---- Study material

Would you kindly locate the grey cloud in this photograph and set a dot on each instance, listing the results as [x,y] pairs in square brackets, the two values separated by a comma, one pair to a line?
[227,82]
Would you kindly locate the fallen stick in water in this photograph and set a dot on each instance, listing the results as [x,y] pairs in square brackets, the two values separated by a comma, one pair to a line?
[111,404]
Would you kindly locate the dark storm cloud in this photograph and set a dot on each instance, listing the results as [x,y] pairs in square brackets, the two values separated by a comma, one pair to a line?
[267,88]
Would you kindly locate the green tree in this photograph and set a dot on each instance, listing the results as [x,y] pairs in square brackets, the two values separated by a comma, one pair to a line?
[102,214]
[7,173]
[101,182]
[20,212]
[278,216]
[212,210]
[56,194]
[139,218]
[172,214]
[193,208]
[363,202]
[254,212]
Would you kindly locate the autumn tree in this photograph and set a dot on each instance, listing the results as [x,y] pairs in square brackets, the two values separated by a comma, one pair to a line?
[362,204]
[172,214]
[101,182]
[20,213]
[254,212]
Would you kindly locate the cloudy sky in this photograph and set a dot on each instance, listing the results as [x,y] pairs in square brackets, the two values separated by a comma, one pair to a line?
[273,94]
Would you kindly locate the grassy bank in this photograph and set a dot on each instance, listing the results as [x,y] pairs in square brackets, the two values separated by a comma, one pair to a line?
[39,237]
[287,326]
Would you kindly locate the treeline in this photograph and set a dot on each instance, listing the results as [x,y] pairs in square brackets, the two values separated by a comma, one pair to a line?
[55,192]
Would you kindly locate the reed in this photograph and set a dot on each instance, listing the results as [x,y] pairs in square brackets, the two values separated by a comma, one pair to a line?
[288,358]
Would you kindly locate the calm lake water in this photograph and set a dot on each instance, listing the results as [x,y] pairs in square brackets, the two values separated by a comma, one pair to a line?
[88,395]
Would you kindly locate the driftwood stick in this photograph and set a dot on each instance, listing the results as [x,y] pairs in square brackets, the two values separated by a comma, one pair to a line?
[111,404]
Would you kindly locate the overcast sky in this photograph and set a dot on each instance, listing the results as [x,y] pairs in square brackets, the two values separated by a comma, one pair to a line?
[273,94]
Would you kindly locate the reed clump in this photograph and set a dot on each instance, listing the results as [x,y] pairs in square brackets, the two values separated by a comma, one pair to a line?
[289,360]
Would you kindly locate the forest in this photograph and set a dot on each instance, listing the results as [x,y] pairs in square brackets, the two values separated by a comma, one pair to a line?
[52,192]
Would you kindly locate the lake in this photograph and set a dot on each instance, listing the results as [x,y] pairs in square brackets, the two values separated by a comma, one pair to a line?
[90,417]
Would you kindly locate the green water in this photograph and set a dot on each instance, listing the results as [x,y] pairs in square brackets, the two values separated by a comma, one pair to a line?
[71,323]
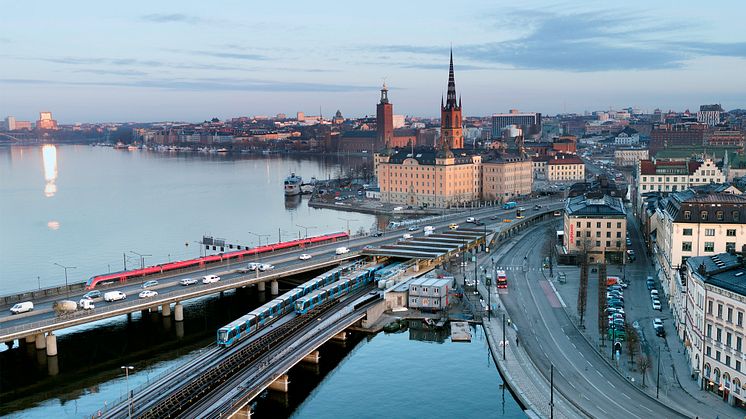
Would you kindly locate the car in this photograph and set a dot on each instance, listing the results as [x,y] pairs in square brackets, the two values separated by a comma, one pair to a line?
[90,295]
[209,279]
[22,307]
[188,281]
[148,294]
[657,305]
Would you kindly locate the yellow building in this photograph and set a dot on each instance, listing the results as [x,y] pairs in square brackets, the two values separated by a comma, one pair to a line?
[506,177]
[429,178]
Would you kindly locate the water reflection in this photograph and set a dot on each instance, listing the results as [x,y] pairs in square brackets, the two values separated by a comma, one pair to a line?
[49,156]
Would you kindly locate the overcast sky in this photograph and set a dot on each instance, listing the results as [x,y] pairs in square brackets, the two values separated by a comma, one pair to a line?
[94,61]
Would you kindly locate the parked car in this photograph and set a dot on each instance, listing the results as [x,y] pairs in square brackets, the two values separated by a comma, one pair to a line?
[209,279]
[90,295]
[114,296]
[148,294]
[188,281]
[22,307]
[657,305]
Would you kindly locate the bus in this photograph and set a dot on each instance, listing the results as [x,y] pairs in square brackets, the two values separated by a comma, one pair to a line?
[502,279]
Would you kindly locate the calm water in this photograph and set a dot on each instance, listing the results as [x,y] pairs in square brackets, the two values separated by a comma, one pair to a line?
[85,206]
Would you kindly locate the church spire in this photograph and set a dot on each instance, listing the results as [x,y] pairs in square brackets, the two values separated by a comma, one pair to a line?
[451,95]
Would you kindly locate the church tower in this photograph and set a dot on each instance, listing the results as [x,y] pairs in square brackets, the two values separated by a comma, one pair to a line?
[451,131]
[384,120]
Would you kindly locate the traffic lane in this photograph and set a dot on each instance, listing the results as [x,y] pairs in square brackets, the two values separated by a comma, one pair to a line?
[560,344]
[170,283]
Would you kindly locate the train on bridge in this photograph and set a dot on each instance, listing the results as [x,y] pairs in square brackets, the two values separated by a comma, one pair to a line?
[123,276]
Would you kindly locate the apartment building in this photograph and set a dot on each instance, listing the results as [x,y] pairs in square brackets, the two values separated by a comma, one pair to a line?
[689,224]
[596,224]
[715,306]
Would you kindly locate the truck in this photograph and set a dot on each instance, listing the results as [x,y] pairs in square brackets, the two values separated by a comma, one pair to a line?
[65,306]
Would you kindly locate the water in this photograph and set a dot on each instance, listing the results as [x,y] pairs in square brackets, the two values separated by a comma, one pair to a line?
[86,207]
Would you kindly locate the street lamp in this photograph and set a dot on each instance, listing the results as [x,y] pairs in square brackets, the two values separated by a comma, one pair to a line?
[127,370]
[67,290]
[306,228]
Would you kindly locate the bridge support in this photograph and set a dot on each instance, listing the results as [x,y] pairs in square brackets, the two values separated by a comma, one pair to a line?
[51,344]
[243,413]
[312,358]
[41,341]
[178,312]
[280,384]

--------

Activity
Write each entry again exactly, minus any images.

Solution to the exercise
Would you kindly locate the grey cloud in this photograph and set a dot on each instance, listing the results as [x,y] pairs in square brackets, the two values separated by a comma, one pair to a line?
[227,82]
Would you kindly locate the fallen stick in water in this photograph and set a dot on each instance, listing the results as [x,y] pairs in square brackets, the two values separated by a comma, one pair to a line?
[111,404]
Would you kindly locate the dark storm cloud in this photograph and set a dot on each instance, listing the results as [x,y] pairs in square brackets, the two values separated by a comma, one pair to a line?
[267,88]
Would you kindly locate the green tree in this photograph and set a dot on each instance, listing the results as [x,y] pairs in square brackets, the two values separated by a comma, one pair to a line?
[102,214]
[7,173]
[101,182]
[20,212]
[278,216]
[212,210]
[56,194]
[139,218]
[172,214]
[193,208]
[363,202]
[254,212]
Would you kindly locate the autumn tree in this photograph and set a dot on each instance, listing the results as [x,y] pairs in square brackets, the two values separated by a comma, one pair to a line?
[362,204]
[172,214]
[101,182]
[20,213]
[254,212]
Would you kindly locate the cloudy sky in this photograph and set a dot on each instance, listing the results as [x,y] pairs in square brackets, the two values separated by a comma, one pair to a line?
[273,94]
Would you kindly locate the grassy bank in this photograph and set a dot on each instance, listing the results as [x,y] pairs in square brackets, the two values separated by a comma, one pair to a line?
[39,237]
[287,326]
Would you kindly locate the treeline in this photograph and set a dot on each instance, listing the results as [x,y] pairs in square brackets, the two values separated by a comma, one pair to a line?
[55,192]
Would you kindly locate the reed in this photograph and set a dot on each instance, listing the results as [x,y] pairs in square brackets, the two values separated by a comma, one pair to a line?
[288,358]
Would you kindly locate the calm lake water in this photograph and set a dot on each instance, listing the results as [x,y] pairs in square brackets, the two values separated by a comma, one pair to a line?
[88,395]
Would you kindly locate the driftwood stick in this photograph and set a dot on each instance, listing the results as [x,y] pairs in square brackets, the two values separated by a comma, one pair to a line?
[111,404]
Would you kindly locate the overcast sky in this photograph and set a dot on each instance, listing the results as [x,y] pairs in square brackets, the two values separated by a comma, one pair to a line?
[273,94]
Would you kindly locate the reed clump in this photograph and set a dot on each instance, listing the results as [x,y] pairs in square brackets, the two values separated by a comma, one pair to a line?
[289,360]
Would you kindly locate the forest in this photograph and set a dot on each instance, listing the results as [x,y] pairs in square brackets, the two values separated by a comma, one pair to a line?
[52,192]
Would you kindly locate the lake in this photograph and set a dot on each instance, listing the results as [x,y] pairs in square brackets, the two values separated by a comma, one pair to a line?
[90,417]
Would you kindly locate the green water in this photograph and set a dot on each instance, listing the results as [x,y] pairs in square brackets, the two values separated by a comma, one pair to a line?
[71,323]
Would you kindly locate the car in this photograph and set a dot on each instance, listing the results as [x,y] pairs in square brackets, the two values separated by a comma, one pair to a line?
[90,295]
[209,279]
[22,307]
[188,281]
[148,294]
[657,305]
Would you kindly locate the yellow building in this photograph and set a dot on each instance, listing the results as [x,y] pairs in square brackets, the two values separated by a comma, one pair to a line?
[506,177]
[429,178]
Would you kindly locate the water reflection in this photograph and set a dot on each instance, listing the results as [x,y] pairs in square brackets, the two values separated by a comma, one pair to a line?
[49,156]
Would you kindly locate the overcast sky in this photograph and set a dot on each instance, listing the results as [x,y] pairs in square brackets, the two values separated by a comma, one pair to a line?
[94,61]
Would you kindly locate the parked car in this photograph and set a dot on each instance, listing the results as [x,y] pairs in square brackets, the two values separated by a comma, one pair to a line?
[209,279]
[90,295]
[114,296]
[148,294]
[188,281]
[22,307]
[657,305]
Would you kindly locate the bus in this photograph and set a dot on each instance, listing the results as [x,y] pairs in square brackets, the two values separated by a comma, one pair to a line?
[502,279]
Would you kindly locate the calm water in this photograph and set a dot on each instance, listing the results as [x,y] pairs in square brackets, the two values separated by a comma, one pair to a line?
[85,206]
Would you kindly locate the church spire in this photograph and set a dot on each instance, listing the results as [x,y] pairs in square brackets, the two values separated by a comma, one pair to a line?
[451,95]
Would you kindly locate the church tower in this photograph and set a dot on each instance, listing the results as [x,y] pairs in square brackets, the two values separated by a comma, one pair to a line?
[451,131]
[384,120]
Would you kindly locate the traffic lane in this photograph and set a dot on each instance, listing the results as [x,y] pairs in square brackets, the two values separated by a comma, one pair to a line?
[560,344]
[170,283]
Would you kindly locate the train on bridge in this photograph and set a dot on each instance, listing the results as [x,y] pairs in square brackets, the two values separated by a comma, one pair to a line?
[123,276]
Would you kindly locate the apartment building in this photograph and set a dot on each instance, listing the results as [x,y] pairs in square brackets, the two values separated by a comma, one pair to a line?
[689,224]
[596,224]
[715,306]
Would you kindly locate the truck in this photograph and set a dot on each instance, listing the results as [x,y] pairs in square brackets, the two values separated by a comma, one pair to a line?
[65,306]
Would you kindly locate the water in this photograph and set a dot on each instance, listing the results as [x,y] pairs in square brackets, the two values separated by a comma, one pair to a line?
[86,207]
Would you kindly locate the street lamp in this photograph and set a dot on each instance, listing the results as [x,y] pairs in square brackets, the two values separated by a comma, one pair to a line?
[127,370]
[67,290]
[306,228]
Would you kindly locate the bridge support in this photograph and set a dot on each instance, listing the results as [x,y] pairs in square brackets, the two values separated by a comma, one pair to a line?
[51,344]
[243,413]
[312,358]
[41,341]
[178,312]
[280,384]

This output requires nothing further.